## BRIEF
Set down every line of the data, unchanged and complete.

Content starts

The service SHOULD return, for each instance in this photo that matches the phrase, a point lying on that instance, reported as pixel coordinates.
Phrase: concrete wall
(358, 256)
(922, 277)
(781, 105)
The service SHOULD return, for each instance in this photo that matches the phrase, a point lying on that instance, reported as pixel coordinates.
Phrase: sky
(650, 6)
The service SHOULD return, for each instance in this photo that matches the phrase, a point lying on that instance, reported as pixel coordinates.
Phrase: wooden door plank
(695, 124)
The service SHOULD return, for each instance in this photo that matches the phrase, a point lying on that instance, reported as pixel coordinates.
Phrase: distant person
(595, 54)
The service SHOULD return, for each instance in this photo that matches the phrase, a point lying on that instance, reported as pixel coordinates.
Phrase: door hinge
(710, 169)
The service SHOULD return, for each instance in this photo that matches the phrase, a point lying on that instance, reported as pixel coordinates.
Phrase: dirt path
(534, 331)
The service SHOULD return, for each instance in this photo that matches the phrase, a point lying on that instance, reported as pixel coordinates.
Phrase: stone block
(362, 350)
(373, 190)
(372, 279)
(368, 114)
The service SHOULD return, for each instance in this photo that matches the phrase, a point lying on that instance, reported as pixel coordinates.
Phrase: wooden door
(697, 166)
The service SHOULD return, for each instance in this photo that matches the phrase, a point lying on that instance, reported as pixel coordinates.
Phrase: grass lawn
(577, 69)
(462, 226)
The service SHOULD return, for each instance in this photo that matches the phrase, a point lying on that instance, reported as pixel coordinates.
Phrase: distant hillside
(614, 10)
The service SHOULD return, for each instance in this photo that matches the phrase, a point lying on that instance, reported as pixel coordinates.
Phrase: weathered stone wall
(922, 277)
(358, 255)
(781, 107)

Content ends

## RESULT FOR THIS TASK
The service SHOULD return, for each instance in this photo that matches the phrase, a point lying on that instance, reported as pixel coordinates.
Phrase: concrete wall
(358, 256)
(922, 277)
(781, 105)
The service SHOULD return, for each instance in this photo that matches the phrase, a point lying on that instance, reported as pixel coordinates.
Phrase: sky
(650, 6)
The service SHOULD return, for each instance in this photo that matches the phrase, a point lying on that instance, reported as pixel coordinates.
Phrase: wooden door plank
(695, 124)
The service SHOULD return, for each instance in this photo that matches the phrase, a point lying on that instance, reported as pixel coordinates.
Phrase: distant person
(595, 54)
The service SHOULD return, for each instance in this photo that matches the phrase, a point lying on that instance, reported as pixel coordinates.
Phrase: door hinge
(710, 169)
The service SHOULD return, for each instance in this photo that matches the phrase, a point lying on that instance, reported as pixel coordinates.
Phrase: dirt path
(534, 331)
The service SHOULD return, for each instance in this photo that matches the phrase, a point lying on that instance, reported as pixel coordinates.
Phrase: stone block
(362, 350)
(373, 190)
(372, 279)
(368, 114)
The service SHOULD return, for each instance in this photo that matches the phrase, a point lying on that instance, reported as pixel coordinates.
Phrase: wooden door
(697, 166)
The service SHOULD return, for each instance in this photo that matches the phrase, a point lying on that instance, reported as pixel coordinates.
Phrase: grass lawn
(577, 69)
(462, 226)
The service SHOULD return, for each instance in this photo that matches the phrase, a point lying on that instance, reported as pixel coordinates.
Phrase: distant hillside
(614, 10)
The service SHOULD return, for each instance in this photo that matches the phrase, a point lying on that instance, reported as pixel coordinates.
Phrase: weathered stone wall
(922, 277)
(358, 255)
(781, 107)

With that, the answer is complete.